(Coordinate annotation records)

^^^^^^^^^^^^^^^^

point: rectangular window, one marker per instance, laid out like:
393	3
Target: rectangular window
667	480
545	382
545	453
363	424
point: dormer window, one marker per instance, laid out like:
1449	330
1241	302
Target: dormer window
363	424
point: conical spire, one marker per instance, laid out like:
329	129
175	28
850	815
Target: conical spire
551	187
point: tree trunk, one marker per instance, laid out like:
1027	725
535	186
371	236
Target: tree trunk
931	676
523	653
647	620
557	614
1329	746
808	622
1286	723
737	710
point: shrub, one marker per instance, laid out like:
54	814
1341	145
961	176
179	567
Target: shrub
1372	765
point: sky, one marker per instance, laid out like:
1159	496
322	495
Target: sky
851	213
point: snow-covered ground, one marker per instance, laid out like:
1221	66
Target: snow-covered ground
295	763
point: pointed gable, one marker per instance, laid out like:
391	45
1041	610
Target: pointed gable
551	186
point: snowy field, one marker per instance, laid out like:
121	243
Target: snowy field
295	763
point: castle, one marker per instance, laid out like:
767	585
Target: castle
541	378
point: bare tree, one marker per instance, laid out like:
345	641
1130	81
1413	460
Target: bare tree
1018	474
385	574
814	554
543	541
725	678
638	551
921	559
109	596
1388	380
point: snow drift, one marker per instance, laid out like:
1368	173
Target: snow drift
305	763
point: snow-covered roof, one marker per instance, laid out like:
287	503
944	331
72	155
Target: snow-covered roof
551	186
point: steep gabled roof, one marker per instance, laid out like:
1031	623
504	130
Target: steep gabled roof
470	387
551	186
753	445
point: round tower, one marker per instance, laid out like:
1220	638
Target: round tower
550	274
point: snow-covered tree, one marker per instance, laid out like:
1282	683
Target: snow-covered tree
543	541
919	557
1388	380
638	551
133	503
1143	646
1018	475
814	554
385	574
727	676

^^^^^^^^^^^^^^^^

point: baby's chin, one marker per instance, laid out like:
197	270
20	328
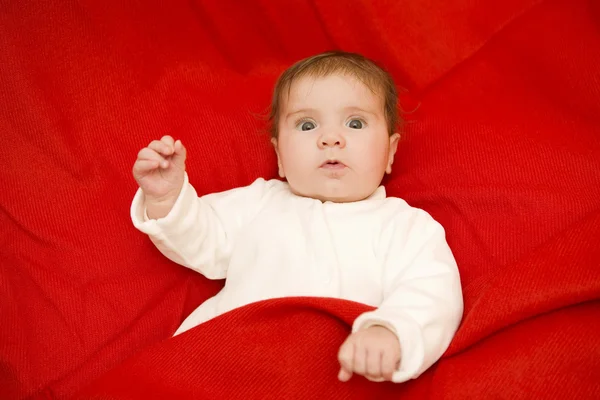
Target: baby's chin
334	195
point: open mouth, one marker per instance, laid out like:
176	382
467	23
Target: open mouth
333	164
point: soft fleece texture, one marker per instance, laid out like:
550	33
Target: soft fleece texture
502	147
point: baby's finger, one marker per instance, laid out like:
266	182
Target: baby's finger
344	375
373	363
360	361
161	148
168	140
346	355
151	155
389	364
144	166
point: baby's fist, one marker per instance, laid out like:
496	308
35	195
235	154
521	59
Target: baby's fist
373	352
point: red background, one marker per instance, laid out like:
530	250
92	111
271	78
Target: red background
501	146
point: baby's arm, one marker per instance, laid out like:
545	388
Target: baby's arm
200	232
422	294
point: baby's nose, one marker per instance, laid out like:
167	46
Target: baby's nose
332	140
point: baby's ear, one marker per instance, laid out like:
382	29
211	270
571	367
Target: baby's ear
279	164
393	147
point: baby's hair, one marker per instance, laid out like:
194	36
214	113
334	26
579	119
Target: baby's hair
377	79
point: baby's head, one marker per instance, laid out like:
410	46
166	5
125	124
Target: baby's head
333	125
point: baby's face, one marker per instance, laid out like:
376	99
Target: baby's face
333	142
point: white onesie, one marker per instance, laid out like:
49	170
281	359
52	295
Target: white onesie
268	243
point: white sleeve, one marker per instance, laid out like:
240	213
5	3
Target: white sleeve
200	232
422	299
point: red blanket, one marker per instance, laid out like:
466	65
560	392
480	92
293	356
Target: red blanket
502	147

^^^^^^^^^^^^^^^^

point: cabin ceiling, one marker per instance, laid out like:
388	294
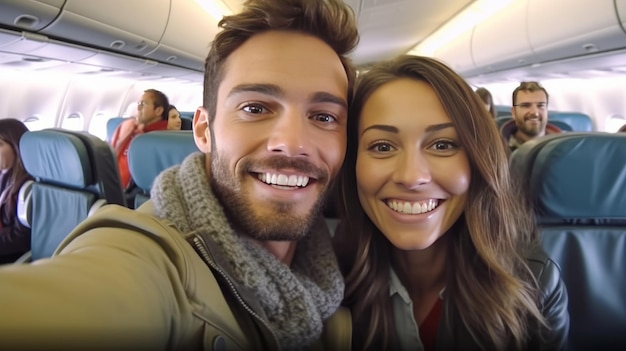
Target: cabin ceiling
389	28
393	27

^^^^^^^^^^^^^^^^

Task requirements – In the rows above, locate each one that contains the string "covered" and copy it out in full.

Reply to the task –
point: snow-covered ground, one marker per instance, laid out like:
Target: snow-covered ground
point: snow-covered roof, one marker per instance, laid out like:
Target: snow-covered roof
point: snow-covered tree, one marker per instance, laid out like:
Target: snow-covered tree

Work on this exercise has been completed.